╭──

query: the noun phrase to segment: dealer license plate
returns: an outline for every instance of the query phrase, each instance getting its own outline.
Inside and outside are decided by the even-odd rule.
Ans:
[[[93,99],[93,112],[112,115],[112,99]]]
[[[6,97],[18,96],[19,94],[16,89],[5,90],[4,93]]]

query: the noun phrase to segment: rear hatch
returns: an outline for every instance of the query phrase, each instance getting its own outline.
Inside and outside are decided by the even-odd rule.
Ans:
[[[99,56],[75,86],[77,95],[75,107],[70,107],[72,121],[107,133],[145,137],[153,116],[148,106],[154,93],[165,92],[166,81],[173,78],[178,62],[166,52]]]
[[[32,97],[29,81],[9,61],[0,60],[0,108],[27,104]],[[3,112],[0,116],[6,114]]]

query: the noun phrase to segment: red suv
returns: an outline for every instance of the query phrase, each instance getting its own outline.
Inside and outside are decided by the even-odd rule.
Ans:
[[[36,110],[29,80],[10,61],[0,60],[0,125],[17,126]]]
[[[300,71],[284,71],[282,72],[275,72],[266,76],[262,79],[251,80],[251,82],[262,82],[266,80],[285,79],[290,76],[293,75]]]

╰──

_Your goal_
Reproduce the lines from the start of the records through the line containing "[[[93,99],[93,112],[112,115],[112,99]]]", replacing "dealer" with "temporary" and changing nothing else. Give only those lines.

_Answer to the task_
query: the noun phrase to segment: temporary license plate
returns: an outline for every instance of the query phrase, each instance getting its own outline.
Inside and outside are decided by the even-odd rule.
Ans:
[[[93,99],[93,112],[112,115],[112,99]]]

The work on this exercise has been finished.